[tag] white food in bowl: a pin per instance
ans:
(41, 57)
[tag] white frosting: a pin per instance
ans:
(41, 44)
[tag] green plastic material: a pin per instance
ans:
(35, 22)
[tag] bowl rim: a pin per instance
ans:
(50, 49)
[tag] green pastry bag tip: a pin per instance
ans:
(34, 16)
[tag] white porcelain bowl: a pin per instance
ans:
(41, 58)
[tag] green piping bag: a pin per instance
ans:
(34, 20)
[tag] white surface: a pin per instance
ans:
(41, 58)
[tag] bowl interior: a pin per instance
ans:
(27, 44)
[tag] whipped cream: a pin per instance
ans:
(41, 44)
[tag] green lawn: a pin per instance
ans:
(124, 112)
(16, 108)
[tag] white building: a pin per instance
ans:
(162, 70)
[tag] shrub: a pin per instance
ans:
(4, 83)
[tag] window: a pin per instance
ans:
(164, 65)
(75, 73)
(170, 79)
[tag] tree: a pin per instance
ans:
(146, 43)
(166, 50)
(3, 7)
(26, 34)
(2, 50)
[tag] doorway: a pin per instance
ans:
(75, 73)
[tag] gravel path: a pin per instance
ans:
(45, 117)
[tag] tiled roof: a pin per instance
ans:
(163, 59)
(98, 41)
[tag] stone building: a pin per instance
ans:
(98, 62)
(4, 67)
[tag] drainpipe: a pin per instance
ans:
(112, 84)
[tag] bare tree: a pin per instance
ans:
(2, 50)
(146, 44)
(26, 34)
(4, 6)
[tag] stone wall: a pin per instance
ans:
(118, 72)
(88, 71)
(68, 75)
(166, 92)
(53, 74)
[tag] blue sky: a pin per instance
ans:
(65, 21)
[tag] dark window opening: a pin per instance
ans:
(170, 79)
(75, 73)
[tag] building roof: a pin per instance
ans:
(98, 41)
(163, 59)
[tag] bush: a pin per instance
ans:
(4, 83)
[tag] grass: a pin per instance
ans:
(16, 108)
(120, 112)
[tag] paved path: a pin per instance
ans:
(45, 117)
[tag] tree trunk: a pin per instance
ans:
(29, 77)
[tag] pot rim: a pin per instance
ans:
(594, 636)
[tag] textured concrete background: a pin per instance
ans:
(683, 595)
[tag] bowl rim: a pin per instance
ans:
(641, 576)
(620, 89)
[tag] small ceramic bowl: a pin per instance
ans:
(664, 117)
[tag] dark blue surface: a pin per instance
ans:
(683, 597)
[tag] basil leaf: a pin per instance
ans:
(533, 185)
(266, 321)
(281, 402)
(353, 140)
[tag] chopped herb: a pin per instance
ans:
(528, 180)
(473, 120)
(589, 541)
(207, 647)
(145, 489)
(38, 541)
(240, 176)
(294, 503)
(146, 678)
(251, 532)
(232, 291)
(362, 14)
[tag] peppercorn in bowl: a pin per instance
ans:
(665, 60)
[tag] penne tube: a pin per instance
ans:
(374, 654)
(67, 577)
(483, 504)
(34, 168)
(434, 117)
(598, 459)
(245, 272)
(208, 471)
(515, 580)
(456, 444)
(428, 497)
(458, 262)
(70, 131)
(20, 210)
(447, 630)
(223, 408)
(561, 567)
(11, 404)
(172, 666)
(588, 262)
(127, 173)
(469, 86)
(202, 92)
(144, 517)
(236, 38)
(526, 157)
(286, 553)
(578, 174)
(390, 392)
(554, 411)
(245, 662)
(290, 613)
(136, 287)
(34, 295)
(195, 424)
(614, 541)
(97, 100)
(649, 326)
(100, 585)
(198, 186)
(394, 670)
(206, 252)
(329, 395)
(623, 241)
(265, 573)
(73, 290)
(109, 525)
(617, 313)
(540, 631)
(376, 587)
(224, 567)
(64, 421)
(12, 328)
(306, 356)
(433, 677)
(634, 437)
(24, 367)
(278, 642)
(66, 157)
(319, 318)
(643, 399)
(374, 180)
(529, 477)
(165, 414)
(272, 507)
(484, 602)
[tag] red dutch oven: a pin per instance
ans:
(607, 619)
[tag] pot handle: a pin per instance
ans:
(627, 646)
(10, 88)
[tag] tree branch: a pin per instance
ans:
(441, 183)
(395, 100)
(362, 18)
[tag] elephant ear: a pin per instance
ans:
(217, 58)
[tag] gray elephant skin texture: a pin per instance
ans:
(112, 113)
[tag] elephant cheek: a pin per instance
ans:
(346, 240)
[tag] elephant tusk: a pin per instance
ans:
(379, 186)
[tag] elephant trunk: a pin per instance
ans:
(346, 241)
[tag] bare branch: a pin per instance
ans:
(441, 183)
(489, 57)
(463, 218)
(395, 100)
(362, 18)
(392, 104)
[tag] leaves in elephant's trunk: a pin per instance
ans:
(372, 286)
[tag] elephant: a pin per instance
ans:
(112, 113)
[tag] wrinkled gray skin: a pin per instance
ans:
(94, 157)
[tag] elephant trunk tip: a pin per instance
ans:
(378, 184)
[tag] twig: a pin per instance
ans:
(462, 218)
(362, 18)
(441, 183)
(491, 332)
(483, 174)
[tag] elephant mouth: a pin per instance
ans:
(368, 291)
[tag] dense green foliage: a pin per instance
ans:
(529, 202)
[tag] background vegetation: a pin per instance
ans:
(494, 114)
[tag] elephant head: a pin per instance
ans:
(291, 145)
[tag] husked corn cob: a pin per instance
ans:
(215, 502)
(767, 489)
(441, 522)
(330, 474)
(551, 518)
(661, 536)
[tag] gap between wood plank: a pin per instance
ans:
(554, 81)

### Set problem
Every line from the one containing "[tag] peppercorn in bowl: a pin per instance" through the last line must be copied exactly; leave out the rest.

### Response
[tag] peppercorn in bowl: a pin per instance
ans:
(665, 60)
[tag] penne tube: a pin per instance
ans:
(374, 654)
(67, 577)
(483, 504)
(34, 168)
(434, 117)
(598, 459)
(245, 272)
(208, 471)
(515, 580)
(456, 444)
(428, 497)
(458, 262)
(70, 131)
(20, 210)
(447, 630)
(223, 408)
(561, 567)
(11, 404)
(172, 666)
(588, 262)
(127, 173)
(469, 86)
(202, 92)
(144, 517)
(236, 38)
(526, 157)
(286, 553)
(578, 174)
(390, 392)
(554, 411)
(245, 662)
(290, 613)
(136, 287)
(34, 295)
(195, 424)
(614, 541)
(97, 100)
(649, 326)
(100, 585)
(198, 186)
(394, 670)
(206, 252)
(329, 395)
(623, 241)
(265, 573)
(73, 290)
(109, 525)
(617, 313)
(540, 631)
(376, 587)
(224, 567)
(64, 421)
(12, 328)
(306, 356)
(433, 677)
(634, 437)
(24, 367)
(278, 642)
(66, 157)
(319, 318)
(643, 399)
(374, 180)
(529, 477)
(165, 414)
(272, 507)
(484, 602)
[tag] red dutch oven: a pin per instance
ans:
(607, 619)
[tag] pot handle: a pin per instance
ans:
(627, 646)
(10, 88)
[tag] tree branch: a pin per instance
ans:
(441, 183)
(395, 100)
(362, 18)
[tag] elephant ear: a pin per instance
ans:
(217, 58)
[tag] gray elephant skin texture: a pin per instance
ans:
(112, 113)
[tag] elephant cheek: a pin per instance
ans:
(346, 240)
[tag] elephant tusk: a pin per instance
ans:
(379, 186)
[tag] elephant trunk: a pin per instance
ans:
(346, 241)
[tag] bare branch: a pin per instance
ans:
(441, 183)
(489, 57)
(463, 218)
(395, 100)
(362, 18)
(392, 104)
[tag] leaves in elephant's trunk: a pin per instance
ans:
(372, 286)
[tag] elephant: a pin per instance
ans:
(112, 113)
[tag] wrinkled gray skin: a pin per instance
ans:
(94, 157)
[tag] elephant trunk tip: a pin per instance
ans:
(378, 184)
[tag] twig: a pin per instance
ans:
(462, 218)
(362, 18)
(441, 183)
(491, 332)
(483, 174)
[tag] elephant mouth: a pin per instance
ans:
(368, 291)
[tag] dense green foliage: a pin per instance
ans:
(529, 202)
[tag] background vegetation: a pin per instance
ans:
(494, 114)
[tag] elephant head: a pin per instance
ans:
(291, 145)
[tag] husked corn cob: a pin per instance
ans:
(215, 502)
(767, 489)
(441, 522)
(330, 474)
(551, 518)
(661, 536)
[tag] gap between wood plank: a pin per instance
ans:
(554, 81)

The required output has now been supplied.